== Material supplied
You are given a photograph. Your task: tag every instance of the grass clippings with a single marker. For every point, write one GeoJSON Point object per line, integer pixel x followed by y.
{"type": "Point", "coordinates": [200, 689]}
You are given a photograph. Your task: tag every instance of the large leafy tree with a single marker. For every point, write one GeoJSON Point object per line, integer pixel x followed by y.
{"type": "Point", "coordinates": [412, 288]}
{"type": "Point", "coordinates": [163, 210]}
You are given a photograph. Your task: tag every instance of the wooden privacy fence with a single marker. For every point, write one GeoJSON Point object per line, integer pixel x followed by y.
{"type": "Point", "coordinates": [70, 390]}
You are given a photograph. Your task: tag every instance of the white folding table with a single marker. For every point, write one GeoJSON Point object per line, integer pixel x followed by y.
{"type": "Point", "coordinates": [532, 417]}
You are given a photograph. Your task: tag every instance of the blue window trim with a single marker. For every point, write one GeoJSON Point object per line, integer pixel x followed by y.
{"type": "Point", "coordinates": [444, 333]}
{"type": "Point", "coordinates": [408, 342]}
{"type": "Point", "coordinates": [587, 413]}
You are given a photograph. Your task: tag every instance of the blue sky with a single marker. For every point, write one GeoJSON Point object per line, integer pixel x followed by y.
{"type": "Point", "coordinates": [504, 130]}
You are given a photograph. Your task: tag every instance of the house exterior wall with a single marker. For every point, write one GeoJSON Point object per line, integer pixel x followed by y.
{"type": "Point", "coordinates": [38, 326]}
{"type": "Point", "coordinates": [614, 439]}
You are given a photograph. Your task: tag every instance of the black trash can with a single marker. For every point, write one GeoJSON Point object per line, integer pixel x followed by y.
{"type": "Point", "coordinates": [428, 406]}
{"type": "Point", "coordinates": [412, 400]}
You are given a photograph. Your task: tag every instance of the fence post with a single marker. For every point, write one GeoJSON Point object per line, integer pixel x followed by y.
====
• Your goal: Please format everything from the line containing "of the white" down to the last of the lines above as a Markdown table with two columns, No. and Line, skipping any blank lines.

• Result for this exercise:
| No. | Line |
|---|---|
| 1 | You are given a photograph. Your task: tag every instance of the white folding table with a single marker. For every point, write one GeoJSON Point object per line, integer pixel x followed by y. |
| 2 | {"type": "Point", "coordinates": [532, 417]} |
| 3 | You are given a photograph. Your task: tag every instance of the blue window trim with a single marker. For every point, write one GeoJSON Point object per line, integer pixel x followed by y. |
| 4 | {"type": "Point", "coordinates": [444, 333]} |
| 5 | {"type": "Point", "coordinates": [408, 342]} |
| 6 | {"type": "Point", "coordinates": [587, 413]} |
| 7 | You are given a photograph. Your task: tag every instance of the blue sky with a single marker. For every point, write one GeoJSON Point object per line, integer pixel x followed by y. |
| 8 | {"type": "Point", "coordinates": [504, 130]} |
| 9 | You are given a photograph. Your task: tag every instance of the house exterior wall with a single marker. For every point, write one GeoJSON Point object per line, integer pixel x followed by y. |
| 10 | {"type": "Point", "coordinates": [38, 326]} |
| 11 | {"type": "Point", "coordinates": [614, 439]} |
| 12 | You are given a photograph. Your task: tag every instance of the black trash can with a single marker. For every point, write one GeoJSON Point object per line, integer pixel x followed by y. |
| 13 | {"type": "Point", "coordinates": [428, 406]} |
| 14 | {"type": "Point", "coordinates": [412, 400]} |
| 15 | You are given a photograph. Your task: tag every instance of the fence post with a single marker. For every point, write one GeoJSON Point object per line, integer pixel x followed by y. |